Assigned task —
Take the line containing "Expected: for each instance of the woman's blonde" and every line after it in the data below, and print them exactly as given, with nothing else.
[[ Information shown open ]]
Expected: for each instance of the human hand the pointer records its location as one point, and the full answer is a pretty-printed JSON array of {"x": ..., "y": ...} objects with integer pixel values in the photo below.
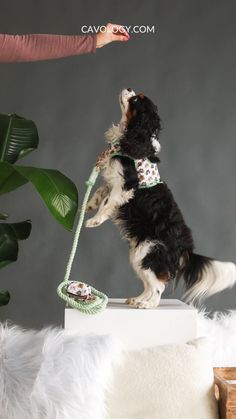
[{"x": 113, "y": 33}]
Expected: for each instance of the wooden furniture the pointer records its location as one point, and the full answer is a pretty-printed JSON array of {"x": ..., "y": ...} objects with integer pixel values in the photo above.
[{"x": 225, "y": 385}]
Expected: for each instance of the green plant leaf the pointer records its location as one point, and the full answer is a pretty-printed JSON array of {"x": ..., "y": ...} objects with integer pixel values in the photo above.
[
  {"x": 10, "y": 179},
  {"x": 4, "y": 297},
  {"x": 18, "y": 137},
  {"x": 9, "y": 236},
  {"x": 58, "y": 192}
]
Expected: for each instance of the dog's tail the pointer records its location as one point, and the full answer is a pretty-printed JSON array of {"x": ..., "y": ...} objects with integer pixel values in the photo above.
[{"x": 204, "y": 277}]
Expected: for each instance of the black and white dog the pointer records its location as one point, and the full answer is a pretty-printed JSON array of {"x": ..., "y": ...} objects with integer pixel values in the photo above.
[{"x": 135, "y": 198}]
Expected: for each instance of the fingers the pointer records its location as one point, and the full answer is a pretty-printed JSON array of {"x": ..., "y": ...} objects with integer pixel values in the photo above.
[
  {"x": 116, "y": 37},
  {"x": 118, "y": 31}
]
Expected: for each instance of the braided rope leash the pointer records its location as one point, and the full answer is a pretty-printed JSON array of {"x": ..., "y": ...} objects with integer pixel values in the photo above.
[{"x": 100, "y": 301}]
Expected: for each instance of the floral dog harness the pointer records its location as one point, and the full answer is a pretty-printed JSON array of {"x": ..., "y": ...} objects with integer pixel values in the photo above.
[{"x": 147, "y": 172}]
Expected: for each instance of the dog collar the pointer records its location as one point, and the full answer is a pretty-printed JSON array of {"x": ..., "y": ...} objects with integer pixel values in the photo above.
[{"x": 147, "y": 171}]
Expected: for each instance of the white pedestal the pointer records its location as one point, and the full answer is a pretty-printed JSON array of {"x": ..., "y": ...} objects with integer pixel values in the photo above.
[{"x": 172, "y": 322}]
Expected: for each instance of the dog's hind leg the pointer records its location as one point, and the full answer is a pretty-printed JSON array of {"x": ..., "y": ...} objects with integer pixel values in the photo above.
[{"x": 153, "y": 287}]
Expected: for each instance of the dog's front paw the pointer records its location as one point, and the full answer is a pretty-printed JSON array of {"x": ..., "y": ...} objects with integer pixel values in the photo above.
[
  {"x": 92, "y": 223},
  {"x": 96, "y": 221},
  {"x": 143, "y": 302}
]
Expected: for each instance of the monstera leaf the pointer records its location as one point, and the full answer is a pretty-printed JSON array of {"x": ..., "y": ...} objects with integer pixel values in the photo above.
[
  {"x": 57, "y": 191},
  {"x": 9, "y": 236},
  {"x": 18, "y": 137}
]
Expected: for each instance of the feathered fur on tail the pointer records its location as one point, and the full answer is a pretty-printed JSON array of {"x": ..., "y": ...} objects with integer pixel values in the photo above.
[{"x": 204, "y": 277}]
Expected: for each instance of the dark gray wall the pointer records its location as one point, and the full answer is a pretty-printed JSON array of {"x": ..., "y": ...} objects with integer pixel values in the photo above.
[{"x": 188, "y": 68}]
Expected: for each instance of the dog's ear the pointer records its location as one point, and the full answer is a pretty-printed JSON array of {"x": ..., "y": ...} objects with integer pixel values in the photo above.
[{"x": 144, "y": 124}]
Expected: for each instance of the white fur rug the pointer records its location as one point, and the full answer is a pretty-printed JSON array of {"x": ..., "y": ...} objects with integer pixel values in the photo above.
[{"x": 53, "y": 375}]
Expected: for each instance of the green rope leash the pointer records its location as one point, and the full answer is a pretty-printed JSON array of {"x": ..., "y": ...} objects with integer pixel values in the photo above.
[{"x": 100, "y": 301}]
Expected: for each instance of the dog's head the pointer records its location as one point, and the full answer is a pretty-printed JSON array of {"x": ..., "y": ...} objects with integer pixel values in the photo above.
[{"x": 141, "y": 124}]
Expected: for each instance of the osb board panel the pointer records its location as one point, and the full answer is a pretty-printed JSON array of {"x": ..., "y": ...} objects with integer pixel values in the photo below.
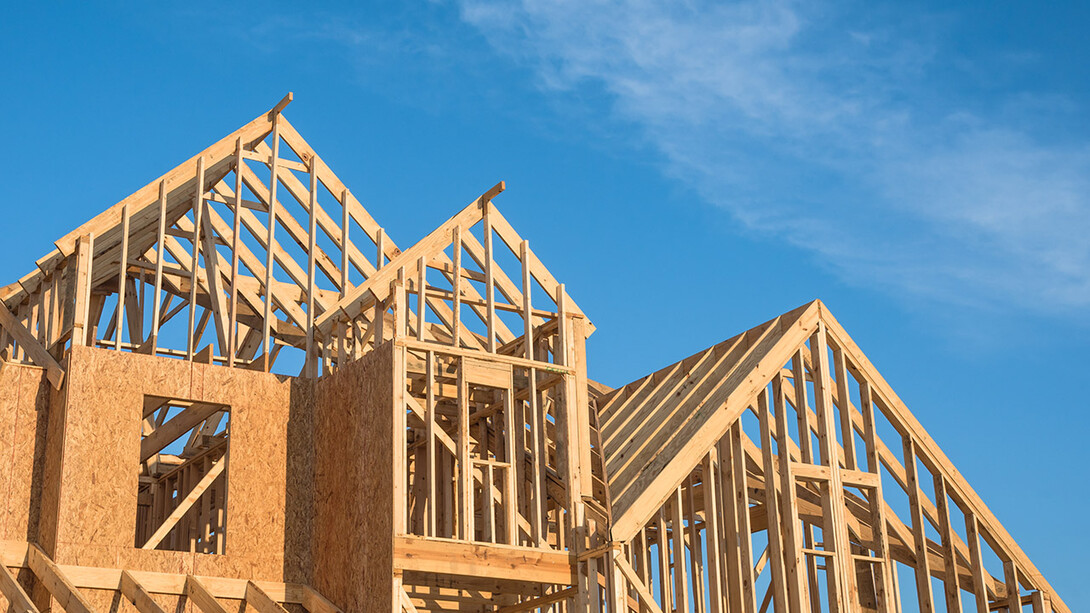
[
  {"x": 353, "y": 550},
  {"x": 24, "y": 410},
  {"x": 268, "y": 495}
]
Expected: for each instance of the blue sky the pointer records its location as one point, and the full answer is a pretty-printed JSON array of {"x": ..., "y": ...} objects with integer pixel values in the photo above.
[{"x": 689, "y": 171}]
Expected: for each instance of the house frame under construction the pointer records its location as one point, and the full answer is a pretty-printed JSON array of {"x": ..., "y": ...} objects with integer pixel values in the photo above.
[{"x": 233, "y": 388}]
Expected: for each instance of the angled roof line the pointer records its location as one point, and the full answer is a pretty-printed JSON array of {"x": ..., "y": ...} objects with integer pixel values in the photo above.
[{"x": 760, "y": 353}]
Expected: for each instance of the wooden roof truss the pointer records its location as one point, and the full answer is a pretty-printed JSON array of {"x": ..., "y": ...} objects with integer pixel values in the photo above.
[{"x": 255, "y": 245}]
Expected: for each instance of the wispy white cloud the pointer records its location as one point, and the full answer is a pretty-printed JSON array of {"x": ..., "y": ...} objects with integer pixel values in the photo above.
[{"x": 826, "y": 130}]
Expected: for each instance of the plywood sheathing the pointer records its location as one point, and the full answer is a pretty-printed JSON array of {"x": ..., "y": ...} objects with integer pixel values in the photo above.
[
  {"x": 353, "y": 540},
  {"x": 24, "y": 409},
  {"x": 98, "y": 480}
]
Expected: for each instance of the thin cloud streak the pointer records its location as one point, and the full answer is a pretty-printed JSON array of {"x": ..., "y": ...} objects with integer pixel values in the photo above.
[{"x": 823, "y": 132}]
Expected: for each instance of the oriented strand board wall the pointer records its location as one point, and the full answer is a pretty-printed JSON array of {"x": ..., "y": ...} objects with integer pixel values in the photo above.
[
  {"x": 353, "y": 560},
  {"x": 269, "y": 476},
  {"x": 24, "y": 410}
]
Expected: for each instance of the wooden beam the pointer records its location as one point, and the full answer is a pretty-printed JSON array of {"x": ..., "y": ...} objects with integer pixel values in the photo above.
[
  {"x": 178, "y": 425},
  {"x": 262, "y": 601},
  {"x": 540, "y": 602},
  {"x": 140, "y": 597},
  {"x": 58, "y": 585},
  {"x": 198, "y": 595},
  {"x": 184, "y": 506},
  {"x": 17, "y": 601},
  {"x": 28, "y": 344}
]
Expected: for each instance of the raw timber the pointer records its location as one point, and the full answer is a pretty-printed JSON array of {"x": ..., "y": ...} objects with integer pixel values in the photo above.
[{"x": 233, "y": 388}]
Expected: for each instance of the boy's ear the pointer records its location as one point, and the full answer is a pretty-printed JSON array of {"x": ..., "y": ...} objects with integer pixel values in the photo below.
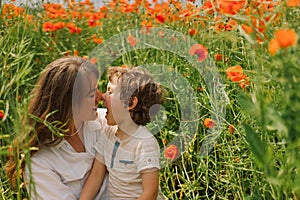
[{"x": 134, "y": 102}]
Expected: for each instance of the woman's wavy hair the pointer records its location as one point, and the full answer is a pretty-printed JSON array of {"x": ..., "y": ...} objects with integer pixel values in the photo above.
[
  {"x": 137, "y": 82},
  {"x": 58, "y": 90}
]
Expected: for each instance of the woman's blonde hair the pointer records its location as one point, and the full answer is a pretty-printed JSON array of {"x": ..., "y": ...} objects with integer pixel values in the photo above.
[{"x": 58, "y": 89}]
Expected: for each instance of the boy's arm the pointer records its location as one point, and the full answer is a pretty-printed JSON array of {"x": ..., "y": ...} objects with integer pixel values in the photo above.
[
  {"x": 150, "y": 182},
  {"x": 94, "y": 181}
]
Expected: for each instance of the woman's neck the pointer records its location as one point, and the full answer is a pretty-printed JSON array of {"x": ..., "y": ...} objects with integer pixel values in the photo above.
[{"x": 125, "y": 131}]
[[ Information shown closed ]]
The completed task —
Expected: for each instance of the woman's blonde hair the pointer records its location as one point, and the full answer is a pretty-printed JSON array of {"x": ..., "y": ...} objects with integer pixel values in the photo above.
[{"x": 58, "y": 89}]
Expected: for each instance of the boy's arm the pointer records its location as one point, and the full answer is a pretty-printed JSON array of {"x": ..., "y": ...} objects with integer pixel values in the photo above.
[
  {"x": 150, "y": 182},
  {"x": 94, "y": 181}
]
Expected: for each instance of the woman's neck the pointer records its location as one point, and the full answer is a pretty-printed JSON array of {"x": ..., "y": ...} objects with integer pixel values in the photo above.
[{"x": 125, "y": 131}]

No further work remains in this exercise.